▼▼▼
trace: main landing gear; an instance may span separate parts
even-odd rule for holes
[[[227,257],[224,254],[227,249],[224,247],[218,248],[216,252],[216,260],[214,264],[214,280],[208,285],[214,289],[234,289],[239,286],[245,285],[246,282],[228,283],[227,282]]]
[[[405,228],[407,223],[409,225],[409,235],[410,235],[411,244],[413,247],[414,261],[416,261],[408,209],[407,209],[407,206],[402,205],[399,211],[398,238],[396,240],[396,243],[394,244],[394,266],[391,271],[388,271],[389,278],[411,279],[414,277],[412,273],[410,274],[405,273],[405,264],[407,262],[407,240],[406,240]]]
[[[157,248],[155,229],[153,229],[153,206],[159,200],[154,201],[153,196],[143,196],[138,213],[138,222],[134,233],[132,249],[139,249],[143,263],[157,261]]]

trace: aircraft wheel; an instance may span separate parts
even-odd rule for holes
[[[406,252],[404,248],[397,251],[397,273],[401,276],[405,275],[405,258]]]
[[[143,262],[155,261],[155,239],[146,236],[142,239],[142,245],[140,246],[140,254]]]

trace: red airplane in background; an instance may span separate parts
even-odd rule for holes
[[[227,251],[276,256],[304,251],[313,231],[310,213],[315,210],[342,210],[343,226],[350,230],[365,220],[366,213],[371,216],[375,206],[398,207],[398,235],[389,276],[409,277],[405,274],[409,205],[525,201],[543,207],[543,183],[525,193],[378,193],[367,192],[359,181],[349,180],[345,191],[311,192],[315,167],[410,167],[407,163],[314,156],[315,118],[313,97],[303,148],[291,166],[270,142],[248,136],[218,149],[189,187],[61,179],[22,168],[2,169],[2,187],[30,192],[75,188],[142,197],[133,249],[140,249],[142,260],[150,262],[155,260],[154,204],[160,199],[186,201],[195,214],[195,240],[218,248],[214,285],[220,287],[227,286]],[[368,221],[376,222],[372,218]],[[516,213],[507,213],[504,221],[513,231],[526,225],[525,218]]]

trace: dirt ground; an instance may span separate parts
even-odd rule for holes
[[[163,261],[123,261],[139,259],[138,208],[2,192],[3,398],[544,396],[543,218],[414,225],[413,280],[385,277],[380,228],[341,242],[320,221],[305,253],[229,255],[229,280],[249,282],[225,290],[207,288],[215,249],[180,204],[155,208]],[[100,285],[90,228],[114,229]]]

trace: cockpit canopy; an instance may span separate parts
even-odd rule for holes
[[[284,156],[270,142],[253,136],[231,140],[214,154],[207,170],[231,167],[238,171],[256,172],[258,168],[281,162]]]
▲▲▲
> **What the exercise asks**:
Write each line of the data above as one string in a JSON list, leaving out the blank lines.

> **Exercise response**:
[
  "trace: main landing gear; an instance may span separate parts",
  "even-odd rule for holes",
  "[[[227,257],[224,254],[227,249],[224,247],[218,248],[216,252],[216,260],[214,264],[214,280],[208,285],[214,289],[234,289],[239,286],[245,285],[246,282],[228,283],[227,282]]]",
  "[[[405,228],[407,223],[409,225],[409,235],[410,235],[411,244],[413,247],[414,261],[416,261],[408,209],[407,209],[407,206],[402,205],[399,211],[398,238],[396,240],[396,243],[394,244],[394,266],[391,271],[388,271],[389,278],[411,279],[414,277],[412,273],[410,274],[405,273],[405,264],[407,262],[407,240],[406,240]]]",
  "[[[157,248],[155,229],[153,229],[153,206],[159,200],[154,201],[153,196],[143,196],[138,213],[138,222],[134,233],[132,249],[139,249],[143,263],[157,261]]]",
  "trace: aircraft wheel; an instance may span separate parts",
  "even-odd rule for holes",
  "[[[406,252],[404,248],[397,251],[397,273],[401,276],[405,275],[405,258]]]",
  "[[[143,262],[155,261],[155,239],[146,236],[142,239],[142,245],[140,246],[140,254]]]",
  "trace: red airplane in background; an instance may span separate parts",
  "even-odd rule for holes",
  "[[[227,251],[276,256],[304,251],[313,231],[310,213],[315,210],[342,210],[343,226],[350,230],[365,220],[366,213],[371,216],[375,206],[398,207],[398,235],[389,276],[409,277],[405,274],[409,205],[525,201],[543,207],[543,183],[525,193],[378,193],[367,192],[359,181],[349,180],[345,191],[311,192],[315,167],[410,167],[407,163],[314,156],[315,118],[313,97],[303,148],[291,166],[270,142],[248,136],[218,149],[189,187],[61,179],[22,168],[2,169],[2,187],[30,192],[75,188],[142,197],[133,249],[140,249],[142,260],[150,262],[155,260],[154,204],[160,199],[186,201],[195,214],[195,240],[218,248],[214,285],[220,287],[227,286]],[[368,221],[376,222],[372,218]],[[516,213],[507,213],[504,221],[513,231],[526,225],[525,218]]]",
  "trace: dirt ground; an instance may span separate parts",
  "even-odd rule for holes",
  "[[[163,261],[123,261],[139,259],[138,208],[2,192],[3,398],[544,396],[543,218],[414,225],[413,280],[385,277],[380,228],[341,242],[320,221],[305,253],[229,255],[229,280],[249,282],[225,290],[207,288],[215,249],[180,204],[155,208]],[[100,285],[90,228],[114,229]]]",
  "trace: cockpit canopy; an instance may span separate parts",
  "even-odd rule for holes",
  "[[[284,156],[270,142],[253,136],[231,140],[214,154],[207,170],[231,167],[238,171],[256,172],[258,168],[281,162]]]"
]